A search engine indexes documents and answers queries of the form “find documents containing these terms” in milliseconds, even across billions of documents. The core data structure is the inverted index: a mapping from each term to the list of documents containing that term (the posting list). Lucene (the search library powering Elasticsearch, Solr, and ClickHouse full-text search) implements a highly optimized inverted index. Understanding search engine internals — indexing pipeline, posting list compression, ranking with TF-IDF and BM25, query parsing — is valuable for system design interviews involving text search at scale.
Inverted Index Construction
Building an inverted index: Tokenization: split text into tokens (words). “The quick brown fox” → [“the”, “quick”, “brown”, “fox”]. Normalization: lowercase, remove punctuation, expand abbreviations. Stop word removal: remove high-frequency low-information words (“the”, “a”, “is”) — they would appear in nearly every posting list, wasting space and query time. Stemming/Lemmatization: reduce words to their root form (“running” → “run”, “better” → “good” for lemmatization). Posting list construction: for each term, record the list of (document_id, term_frequency, positions) tuples. Sort by document_id for efficient set operations (intersection, union). Store term frequency and position data for ranking and phrase queries.

Location identification lines:
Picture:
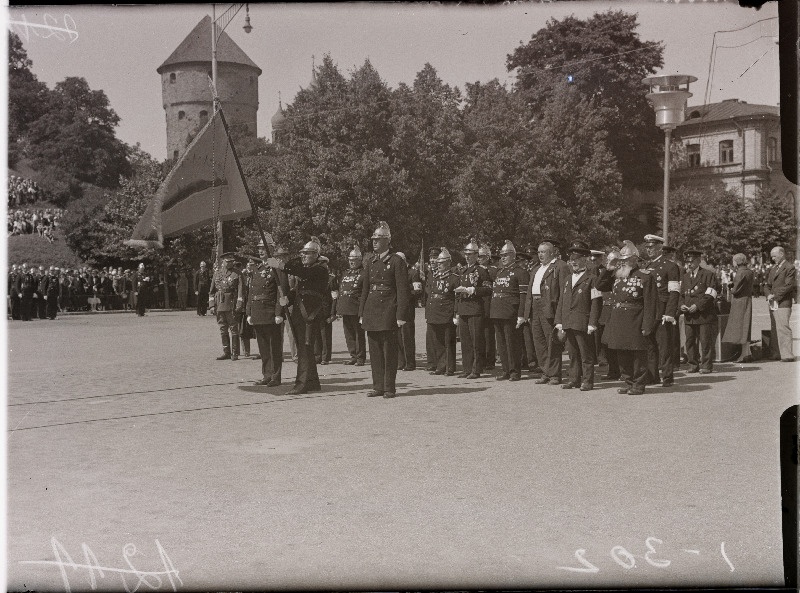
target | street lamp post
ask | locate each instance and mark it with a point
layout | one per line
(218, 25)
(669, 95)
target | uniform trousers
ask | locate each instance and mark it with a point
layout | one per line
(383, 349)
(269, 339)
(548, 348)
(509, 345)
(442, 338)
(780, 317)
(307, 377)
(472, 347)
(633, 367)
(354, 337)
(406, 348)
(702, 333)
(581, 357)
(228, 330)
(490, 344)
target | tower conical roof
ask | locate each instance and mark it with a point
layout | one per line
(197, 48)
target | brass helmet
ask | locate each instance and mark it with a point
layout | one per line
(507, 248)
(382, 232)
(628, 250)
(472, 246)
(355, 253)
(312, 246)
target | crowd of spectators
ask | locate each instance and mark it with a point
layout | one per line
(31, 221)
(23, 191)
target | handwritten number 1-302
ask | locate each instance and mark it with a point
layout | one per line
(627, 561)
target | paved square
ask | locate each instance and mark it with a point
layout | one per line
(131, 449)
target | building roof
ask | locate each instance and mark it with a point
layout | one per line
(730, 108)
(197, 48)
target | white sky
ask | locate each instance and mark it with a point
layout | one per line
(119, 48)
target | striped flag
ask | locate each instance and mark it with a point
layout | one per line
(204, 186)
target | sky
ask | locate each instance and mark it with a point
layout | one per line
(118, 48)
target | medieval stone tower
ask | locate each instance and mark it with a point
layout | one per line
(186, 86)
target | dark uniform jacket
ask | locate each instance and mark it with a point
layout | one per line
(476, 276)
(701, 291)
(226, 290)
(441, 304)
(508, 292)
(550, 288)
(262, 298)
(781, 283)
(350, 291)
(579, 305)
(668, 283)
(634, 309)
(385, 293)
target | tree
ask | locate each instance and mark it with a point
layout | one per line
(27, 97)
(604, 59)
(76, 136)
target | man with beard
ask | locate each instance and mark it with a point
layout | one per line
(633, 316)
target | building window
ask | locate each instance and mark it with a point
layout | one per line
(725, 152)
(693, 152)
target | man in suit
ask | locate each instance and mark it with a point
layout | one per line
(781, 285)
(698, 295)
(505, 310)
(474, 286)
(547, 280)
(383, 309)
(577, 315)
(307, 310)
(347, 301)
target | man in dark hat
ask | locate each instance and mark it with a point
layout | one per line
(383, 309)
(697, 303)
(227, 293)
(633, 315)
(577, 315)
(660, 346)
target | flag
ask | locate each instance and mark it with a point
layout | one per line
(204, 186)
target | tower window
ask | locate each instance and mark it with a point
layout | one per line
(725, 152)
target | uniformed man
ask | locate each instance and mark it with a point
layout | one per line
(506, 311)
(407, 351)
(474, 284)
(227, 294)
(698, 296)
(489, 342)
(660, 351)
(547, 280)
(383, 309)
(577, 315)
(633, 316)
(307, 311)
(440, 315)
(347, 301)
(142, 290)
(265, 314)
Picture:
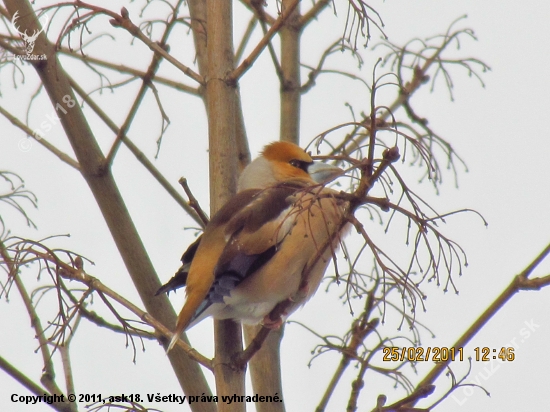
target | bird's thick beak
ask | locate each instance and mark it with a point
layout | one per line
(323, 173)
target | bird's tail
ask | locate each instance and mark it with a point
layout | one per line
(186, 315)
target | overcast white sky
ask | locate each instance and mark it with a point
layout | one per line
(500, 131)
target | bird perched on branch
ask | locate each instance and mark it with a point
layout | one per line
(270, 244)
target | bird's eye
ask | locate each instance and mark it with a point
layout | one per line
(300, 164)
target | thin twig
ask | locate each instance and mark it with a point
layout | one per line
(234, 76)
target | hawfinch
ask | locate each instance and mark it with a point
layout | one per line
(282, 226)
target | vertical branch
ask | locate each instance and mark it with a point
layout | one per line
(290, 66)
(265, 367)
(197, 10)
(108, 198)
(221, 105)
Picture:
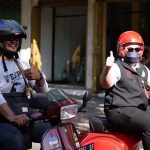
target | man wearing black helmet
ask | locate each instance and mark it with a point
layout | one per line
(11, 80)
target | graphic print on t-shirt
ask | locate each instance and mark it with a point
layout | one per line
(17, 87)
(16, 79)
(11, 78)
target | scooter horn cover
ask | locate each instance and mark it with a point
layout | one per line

▶ [GIVEN REQUEST A]
Copy word for word the part of the passage on search engine internals from "A search engine" up to and including "search at scale.".
▶ [GIVEN REQUEST B]
List the steps for building an inverted index that the passage on search engine internals names.
▶ [GIVEN REQUEST C]
Write a continuation of the passage on search engine internals, starting right after its last sentence.

▶ [RIGHT ANSWER A]
A search engine indexes documents and answers queries of the form “find documents containing these terms” in milliseconds, even across billions of documents. The core data structure is the inverted index: a mapping from each term to the list of documents containing that term (the posting list). Lucene (the search library powering Elasticsearch, Solr, and ClickHouse full-text search) implements a highly optimized inverted index. Understanding search engine internals — indexing pipeline, posting list compression, ranking with TF-IDF and BM25, query parsing — is valuable for system design interviews involving text search at scale.

▶ [RIGHT ANSWER B]
Tokenization
Normalization
Stop word removal
Stemming/Lemmatization
Posting list construction

▶ [RIGHT ANSWER C]
# Inverted index structure example
inverted_index = {
"quick": [(doc_id=1, tf=2, positions=[3,17]), (doc_id=5, tf=1, positions=[8])],
"brown": [(doc_id=1, tf=1, positions=[4]), (doc_id=3, tf=2, positions=[1,22])],
"fox": [(doc_id=1, tf=1, positions=[5]), (doc_id=3, tf=1, positions=[23])],
}
# Boolean AND query: "quick AND fox"
# Merge posting lists: docs containing both "quick" AND "fox"
# quick: [1, 5] fox: [1, 3]
# Merge (linear scan since both sorted): [1] → doc 1 matches
# Phrase query: "quick fox" (must be adjacent)
# From quick: doc 1, positions [3, 17]
# From fox: doc 1, positions [5]
# Check if any position of fox = position of quick + 1: 5 != 3+1=4 and 5 != 17+1=18
# No phrase match for "quick fox"
# Lucene segment structure:
# Each segment is an immutable inverted index shard
# New documents go to an in-memory buffer (IndexWriter)
# Periodically flushed as a new segment (segment_N)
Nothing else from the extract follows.